━━━━━ Records for this task ━━━━━
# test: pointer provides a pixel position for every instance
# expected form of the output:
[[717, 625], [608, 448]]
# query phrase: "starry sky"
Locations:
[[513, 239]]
━━━━━
Exercise aim:
Produce an exact transcription of the lines from the one containing "[[717, 625], [608, 448]]" through the end of the records, both included, and no other lines.

Expected answer:
[[717, 625], [608, 448]]
# query phrase: "starry sky"
Locations:
[[513, 239]]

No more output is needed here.